(EXCERPT begins)

A NEW law is needed to “bust the business model of sex trafficking” by “shifting the burden of criminality” from victims to men who pay for sex, a Labour MP told the Commons yesterday.

Britain is a “high-value and low-risk” destination for sex trafficking because the law fails to discourage demand for prostitution, Kingston upon Hull North MP Dame Diana Johnson told MPs.

During a 10-minute rule motion, she argued that a new Bill should decriminalise solicitation but criminalise sex punters – the Nordic model – while providing support services for victims of exploitation.

Dame Diana added that men who pay for sex currently “do so with impunity” and that sexual exploitation is the “most profitable form of modern slavery.”

She said that the vast majority of women and girls discovered in police raids are Romanian, speak no English and are afraid of repercussions in the hands of traffickers and pimps.

The MP also took aim at legal websites where women and girls are “advertised” and booked by anonymous men who later write graphic “reviews” of those who they have paid to have sex with.

The English Collective of Prostitutes said it was among those who briefed MPs against the motion, arguing that such a law would not necessarily result in less trafficking.

The group said it was “disgusted” that a female Labour MP would propose the Bill “at the time of a pandemic which has exacerbated poverty, homelessness and debt.”

(EXCERPT ends)

EXERCISES TO COMPLETE:
1. List the measures the news excerpt says the proposed Bill should include.
2. Decide whether each statement agrees with the news excerpt, answering yes or no and quoting the words that decide it.
(a) Dame Diana Johnson represents Kingston upon Hull North.
(b) The English Collective of Prostitutes backed the motion.
(c) Dame Diana said most women and girls found in police raids are British.
3. Answer these questions from the news excerpt.
(a) What kind of motion did Dame Diana speak during?
(b) What did she call sexual exploitation?
(c) Which group said it was "disgusted"?

(PROVIDED INFORMATION begins)

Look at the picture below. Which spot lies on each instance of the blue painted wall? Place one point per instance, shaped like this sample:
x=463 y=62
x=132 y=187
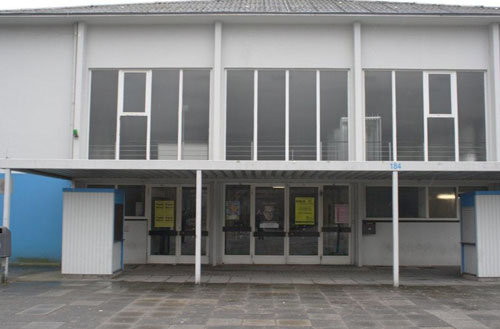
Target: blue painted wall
x=36 y=217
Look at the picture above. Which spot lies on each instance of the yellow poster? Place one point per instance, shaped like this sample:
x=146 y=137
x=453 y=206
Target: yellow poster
x=304 y=211
x=165 y=213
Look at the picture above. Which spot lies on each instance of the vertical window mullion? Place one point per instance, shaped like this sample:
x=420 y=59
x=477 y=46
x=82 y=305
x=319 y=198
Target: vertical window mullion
x=255 y=113
x=426 y=114
x=121 y=77
x=318 y=116
x=454 y=111
x=287 y=115
x=180 y=118
x=149 y=78
x=394 y=118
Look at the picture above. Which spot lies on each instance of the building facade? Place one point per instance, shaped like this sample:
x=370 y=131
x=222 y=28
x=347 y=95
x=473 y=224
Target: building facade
x=310 y=123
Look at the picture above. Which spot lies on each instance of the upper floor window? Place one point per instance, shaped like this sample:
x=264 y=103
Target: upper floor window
x=149 y=114
x=286 y=115
x=439 y=116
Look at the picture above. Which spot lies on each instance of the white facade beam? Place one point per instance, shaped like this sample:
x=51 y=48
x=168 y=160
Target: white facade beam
x=493 y=115
x=395 y=228
x=356 y=114
x=217 y=114
x=198 y=228
x=6 y=215
x=78 y=87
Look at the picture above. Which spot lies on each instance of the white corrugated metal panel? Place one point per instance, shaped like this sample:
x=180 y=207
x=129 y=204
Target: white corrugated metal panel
x=87 y=233
x=470 y=259
x=117 y=256
x=488 y=233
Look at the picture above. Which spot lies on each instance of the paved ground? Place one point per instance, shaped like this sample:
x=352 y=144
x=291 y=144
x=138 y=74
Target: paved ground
x=123 y=304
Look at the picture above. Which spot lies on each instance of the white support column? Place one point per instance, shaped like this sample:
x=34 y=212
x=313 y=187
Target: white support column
x=218 y=117
x=395 y=228
x=197 y=268
x=6 y=216
x=79 y=74
x=493 y=113
x=356 y=119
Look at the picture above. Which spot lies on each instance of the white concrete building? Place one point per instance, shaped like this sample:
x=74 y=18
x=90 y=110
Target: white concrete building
x=306 y=121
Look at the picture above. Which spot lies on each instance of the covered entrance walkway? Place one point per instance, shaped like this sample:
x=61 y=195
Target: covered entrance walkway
x=295 y=274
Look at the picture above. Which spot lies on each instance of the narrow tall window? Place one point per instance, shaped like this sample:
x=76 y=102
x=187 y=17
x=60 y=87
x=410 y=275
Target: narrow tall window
x=378 y=115
x=271 y=115
x=195 y=114
x=333 y=115
x=302 y=115
x=471 y=121
x=164 y=114
x=103 y=107
x=240 y=114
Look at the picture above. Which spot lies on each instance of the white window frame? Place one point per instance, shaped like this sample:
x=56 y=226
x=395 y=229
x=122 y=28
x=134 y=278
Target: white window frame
x=121 y=113
x=454 y=110
x=254 y=144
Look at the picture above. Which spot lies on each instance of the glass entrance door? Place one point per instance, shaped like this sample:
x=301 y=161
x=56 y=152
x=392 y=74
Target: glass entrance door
x=303 y=233
x=163 y=221
x=336 y=230
x=269 y=233
x=188 y=224
x=237 y=227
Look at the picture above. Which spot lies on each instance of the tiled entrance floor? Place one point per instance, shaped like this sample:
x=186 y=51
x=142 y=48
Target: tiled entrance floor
x=159 y=305
x=295 y=274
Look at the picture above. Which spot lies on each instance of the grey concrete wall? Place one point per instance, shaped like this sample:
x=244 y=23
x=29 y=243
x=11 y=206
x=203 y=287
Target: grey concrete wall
x=36 y=86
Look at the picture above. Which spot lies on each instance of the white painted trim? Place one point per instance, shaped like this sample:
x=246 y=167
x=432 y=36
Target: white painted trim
x=198 y=227
x=318 y=115
x=287 y=115
x=180 y=139
x=359 y=125
x=79 y=72
x=426 y=114
x=494 y=92
x=217 y=116
x=454 y=111
x=394 y=118
x=255 y=113
x=395 y=228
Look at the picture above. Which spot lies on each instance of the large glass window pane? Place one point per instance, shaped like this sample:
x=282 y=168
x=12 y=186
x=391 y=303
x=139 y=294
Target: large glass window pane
x=103 y=108
x=379 y=202
x=133 y=131
x=442 y=202
x=239 y=112
x=187 y=234
x=271 y=115
x=134 y=92
x=237 y=220
x=441 y=140
x=378 y=115
x=163 y=215
x=336 y=221
x=164 y=114
x=303 y=221
x=411 y=202
x=439 y=94
x=334 y=122
x=302 y=115
x=269 y=221
x=471 y=121
x=195 y=114
x=410 y=116
x=134 y=200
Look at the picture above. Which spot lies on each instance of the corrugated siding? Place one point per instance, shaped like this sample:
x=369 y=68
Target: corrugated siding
x=87 y=233
x=488 y=235
x=470 y=259
x=117 y=256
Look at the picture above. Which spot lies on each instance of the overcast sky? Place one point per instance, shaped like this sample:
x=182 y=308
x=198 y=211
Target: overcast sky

(PROVIDED INFORMATION ends)

SOLUTIONS TO THE TASKS:
1.
- Decriminalise solicitation
- Criminalise sex punters
- Provide support services for victims of exploitation

2.
(a) Yes: "Kingston upon Hull North MP Dame Diana Johnson"
(b) No: "briefed MPs against the motion"
(c) No: "the vast majority of women and girls discovered in police raids are Romanian"

3.
(a) A 10-minute rule motion
(b) The "most profitable form of modern slavery"
(c) The English Collective of Prostitutes